**** Selected passage
Competing at the 2020 Four Continents Championships, Higuchi placed fifth in the short program, the only issue being an edge call on her flip. In the free skate, she attempted the triple Axel in competition for the first time, rotating the jump successfully but falling on it. Higuchi also made a few other minor jump errors, placing fifth in the free segment for fourth place overall. She was then assigned to compete at the World Championships in Montreal, but these were cancelled as a result of the coronavirus pandemic.

2020–2021 season 
Higuchi competed at the 2020 Japan Open and finished second after Mako Yamashita with 123.01 points. She landed her triple Axel in the competition but stepped out on the landing edge. Competing domestically, she won the Eastern Sectionals by almost thirty points.

Higuchi began the international season at the 2020 NHK Trophy, where she won the silver medal, her first appearance on the ISU Grand Prix podium since the 2017–18 season. Higuchi came in second in the short program after she fell on her attempted triple Axel in the short program but landed all her other jumping passes. In the free skate, Higuchi landed the triple Axel as her opening element, albeit marked as landed on the quarter under rotation, but went on to double the planned triple Salchow and triple Lutz jumps. She was fourth in that segment of the competition but remained in second place behind Kaori Sakamoto. This marked the first podium she had stood on at a major international competition since winning silver at the 2018 World Championships.

Higuchi entered the 2020–21 Japan Championships as a favorite for the podium but placed thirteenth in the short program after falling on her triple Axel and executing only a double toe loop as the second part of her jump combination. Eighth in the free skate, she rose to seventh place overall.

2021–2022 season: Beijing Olympics 
Higuchi began the season on the Grand Prix at the 2021 Skate Canada International, where she placed fifth in both programs and sixth overall. In the free skate, she landed a ratified triple Axel for the first time in international competition. At the 2021 CS Cup of Austria, she landed a ratified triple Axel in the short program for the first time internationally and set a new personal best after the segment. She struggled in the free skate, finishing fourth in that segment, but still won the gold medal, 5.36 points ahead of silver medalist Park Yeon-jeong. Competing the following weekend at her second Grand Prix, the 2021 Internationaux de France, Higuchi was sixth in the short program after singling her triple Axel attempt. She rallied in the free skate to place third in that segment and rise to the bronze medal position. She said afterward that her next goal was to "aim for 145 points and a perfect performance at Nationals".

With the 2021–22 Japan Championships serving as the final national qualification contest for the 2022 Winter Olympics, Higuchi placed second in both segments to take the silver medal. She did not attempt a triple Axel in the short program and landed it with a step out at the beginning of the free skate. She was named to the Japanese Olympic team, four years after missing it by one placement.
********
Task goal »
Could you reproduce the passage on Higuchi's skating seasons word for word, from "With the 2021–22" up to and including "by one placement."?
**** Data for analysis
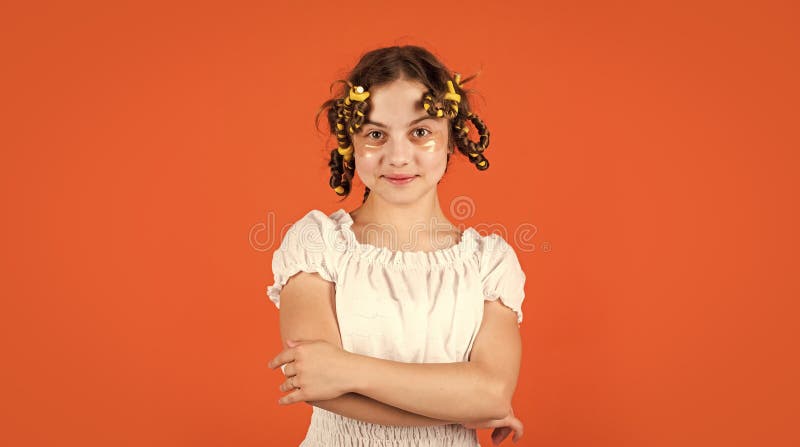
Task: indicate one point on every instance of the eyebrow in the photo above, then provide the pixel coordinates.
(422, 118)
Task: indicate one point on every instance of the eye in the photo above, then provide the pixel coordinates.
(424, 134)
(374, 132)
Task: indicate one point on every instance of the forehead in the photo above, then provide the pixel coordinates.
(398, 97)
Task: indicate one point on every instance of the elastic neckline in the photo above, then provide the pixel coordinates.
(383, 254)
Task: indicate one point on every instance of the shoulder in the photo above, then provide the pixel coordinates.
(492, 246)
(314, 231)
(501, 272)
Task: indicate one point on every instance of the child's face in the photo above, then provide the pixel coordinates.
(400, 138)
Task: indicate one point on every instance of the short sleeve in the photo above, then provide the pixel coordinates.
(501, 274)
(308, 247)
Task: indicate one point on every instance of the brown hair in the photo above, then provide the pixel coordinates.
(383, 66)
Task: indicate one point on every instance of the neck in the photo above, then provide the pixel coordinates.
(424, 215)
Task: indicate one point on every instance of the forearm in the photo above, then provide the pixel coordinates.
(461, 391)
(366, 409)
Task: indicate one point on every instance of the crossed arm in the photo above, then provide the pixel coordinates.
(421, 394)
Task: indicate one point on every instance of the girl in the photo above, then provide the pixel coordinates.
(397, 328)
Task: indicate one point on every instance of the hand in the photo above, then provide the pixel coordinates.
(315, 370)
(502, 427)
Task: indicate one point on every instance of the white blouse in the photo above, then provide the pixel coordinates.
(406, 306)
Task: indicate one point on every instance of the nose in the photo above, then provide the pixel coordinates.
(399, 153)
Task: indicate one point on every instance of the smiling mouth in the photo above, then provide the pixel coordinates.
(400, 180)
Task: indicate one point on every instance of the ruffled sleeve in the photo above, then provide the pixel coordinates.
(308, 246)
(502, 274)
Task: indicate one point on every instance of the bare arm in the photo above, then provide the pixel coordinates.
(467, 391)
(307, 313)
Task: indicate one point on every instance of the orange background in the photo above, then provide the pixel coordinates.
(653, 147)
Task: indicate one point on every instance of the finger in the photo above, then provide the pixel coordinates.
(296, 396)
(285, 356)
(287, 385)
(519, 429)
(290, 369)
(499, 434)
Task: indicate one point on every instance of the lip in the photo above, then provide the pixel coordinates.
(400, 179)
********
Result for this task »
With the 2021–22 Japan Championships serving as the final national qualification contest for the 2022 Winter Olympics, Higuchi placed second in both segments to take the silver medal. She did not attempt a triple Axel in the short program and landed it with a step out at the beginning of the free skate. She was named to the Japanese Olympic team, four years after missing it by one placement.